SUMMARY Using a system monitor widget set to monitor NVIDIA GPU activity/stats causes nvidia-smi to be opened repeatedly--however, this seems to be the cause of hitching in the Plasma Wayland session with either NV drivers 555 or 560. STEPS TO REPRODUCE 1. Using an NVIDIA GPU without `nvidia.NVreg_EnableGpuFirmware=0` set, have a System Monitor sensor widget on a Plasma panel set to monitor said GPU. 2. Use the Wayland session--observe performance of window dragging or desktop effects be slower and noticeably choppy. OBSERVED RESULT Plasma desktop performance appears choppy with bad performance, almost like it's running at half the display refresh rate. EXPECTED RESULT Plasma desktop should be smooth. SOFTWARE/OS VERSIONS Linux/KDE Plasma: Kernel 6.9 KDE Plasma Version: 6.1.5 KDE Frameworks Version: 6.4.0 Qt Version: 6.7.2 ADDITIONAL INFORMATION Might be related to bug #487728 as it also only affects the Wayland session, though hard to say if this is also a supporting cause to Wl plasmashell crashes. Was suggested by an Nvidia contributor @ https://github.com/NVIDIA/open-gpu-kernel-modules/issues/538#issuecomment-2251021404
The problem with using the suggested library is that the headers are in a proprietary SDK that cannot be freely distributed, which means that it would make the NVidia GPU integration practically unbuildable on most machines. Even if we were to include the header in ksystemstats (which its license doesn't actually allow, but I see some projects do) we'd still be stuck since the library itself is bundled in the driver and that is generally also not installed on build machines. So ultimately, running `nvidia-smi` is pretty much the only way we can support this without introducing a nasty build system issue. And frankly, it seems to me that it's an upstream issue anyway? Running `nvidia-smi` shouldn't have such an impact in the first place?

--------------------------------

• Goal
Please continue the thread about `nvidia-smi` causing choppy performance in the Plasma Wayland session, starting after its last message.

Region annotation items:
--------------------------------

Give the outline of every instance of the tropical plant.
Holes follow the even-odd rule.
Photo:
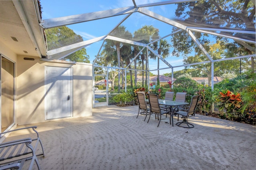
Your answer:
[[[216,101],[221,111],[221,116],[224,116],[225,109],[228,117],[231,119],[237,118],[239,116],[239,109],[242,102],[240,93],[234,94],[228,90],[223,90],[220,92]]]

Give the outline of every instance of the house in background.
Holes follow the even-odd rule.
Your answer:
[[[108,80],[108,87],[111,87],[111,81],[110,80]],[[105,79],[101,80],[99,80],[95,83],[95,86],[103,86],[106,85],[106,81],[105,81]]]
[[[192,77],[192,79],[196,81],[198,84],[202,85],[208,85],[208,77]],[[217,83],[222,81],[223,79],[220,77],[213,77],[213,83]]]
[[[46,58],[38,3],[0,1],[1,132],[92,115],[92,65]]]
[[[144,81],[146,79],[145,77],[144,77]],[[175,81],[176,79],[173,79],[174,81]],[[165,76],[162,75],[159,75],[159,82],[160,83],[160,85],[162,86],[165,85],[167,85],[168,83],[167,82],[169,81],[172,81],[172,77],[169,77]],[[137,76],[137,82],[139,85],[142,85],[142,76]],[[149,83],[152,83],[152,85],[156,85],[157,83],[157,75],[154,75],[153,76],[149,77]]]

--------------------------------

• Answer to the exercise
Hey there. Sorry, I misread the relevant code and thought that you were constantly spawning and killing the nvidia-smi process. IIUC that is not the case, you're just running `nvidia-smi pmon` in the background and parsing its output. This bypasses the common problem other monitoring tools had where the setup/teardown was causing the issue. But, I now see where just `nvidia-smi pmon` can be a cause of stutter, because it is fetching a lot of data out of the GSP via NV2080_CTRL_CMD_PERF_GET_GPUMON_PERFMON_UTIL_SAMPLES_V2. Switching to NVML would not fix this. I'll have to look a bit deeper and see if there's a better way to get the needed info; and/or if this can get fixed in NVML or the driver itself.
Thanks Milos, looking forward to that!
Just an update here that 565.xx versions of NVIDIA driver have a change that should make this much much less noticeable. There is still a bit of suboptimal processing happening that we will address in a future release (but probably not 570) but hopefully this suffices to make the monitor widget usable again. (for the particularly curious, the issue was due to architectural differences in x86 and risc-v. Code that was "fast enough" on x86 when ported to risc-v ended up in a particularly slow path chasing some function pointers, so the NVML API call was notably slower overall)